▶ _YOUR GOAL_: Copy the records from the line containing "Q: For each instance of the monobloc" down to the line containing "x=27, y=553", both included and with the requests kept. Multiply each x and y coordinate in the answers by 0.75 and round to whole numbers, halves up, while leaving every number in the requests and their sample formats unchanged.

▶ _DATASET ROWS_:
::::

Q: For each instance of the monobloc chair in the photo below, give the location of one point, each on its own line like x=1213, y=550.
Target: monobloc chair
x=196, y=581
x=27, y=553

::::

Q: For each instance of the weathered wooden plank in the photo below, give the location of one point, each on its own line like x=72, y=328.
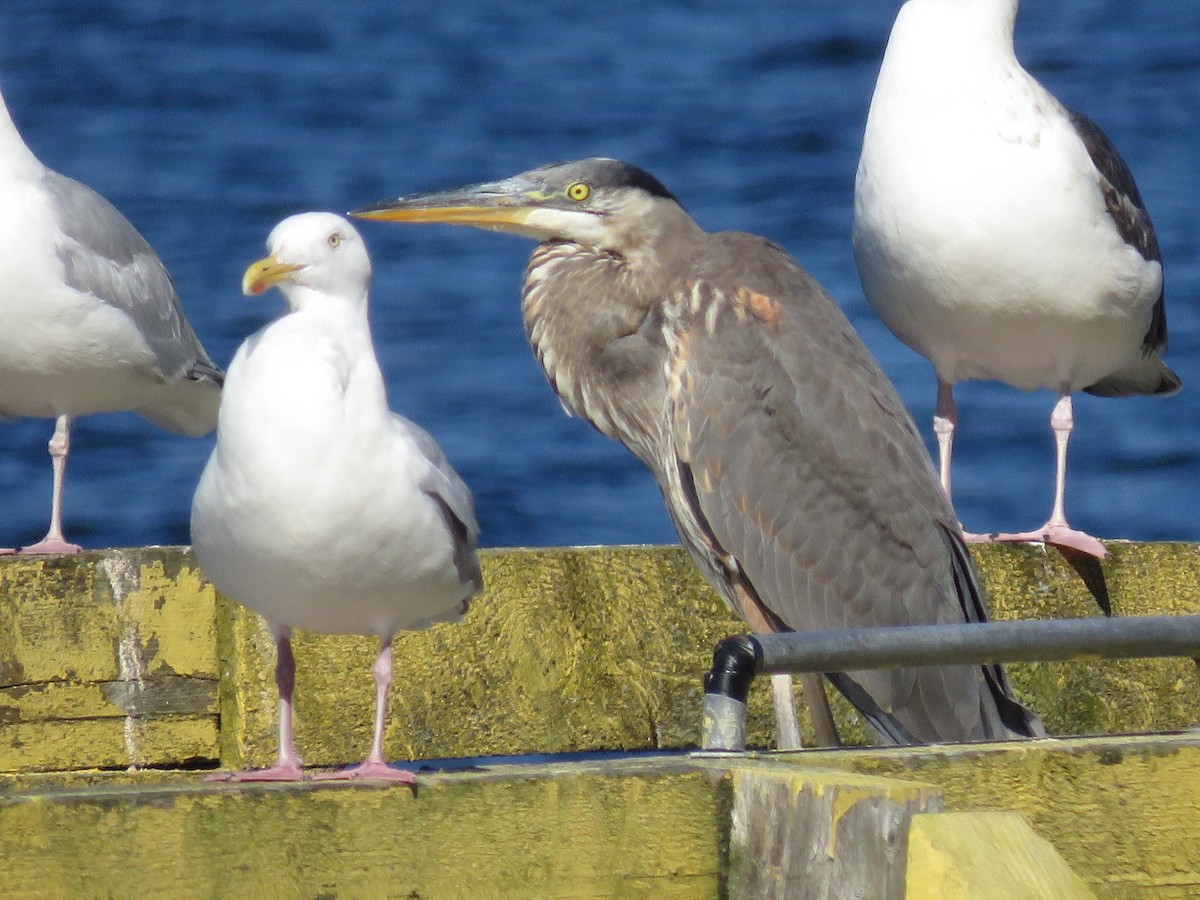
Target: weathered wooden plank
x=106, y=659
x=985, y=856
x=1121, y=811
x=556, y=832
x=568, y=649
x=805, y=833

::::

▶ _EXERCISE RESPONSE_:
Q: For each instance of the monobloc chair in the photo below, give the location of one point, each on its own line like x=1213, y=550.
Target: monobloc chair
x=147, y=436
x=20, y=415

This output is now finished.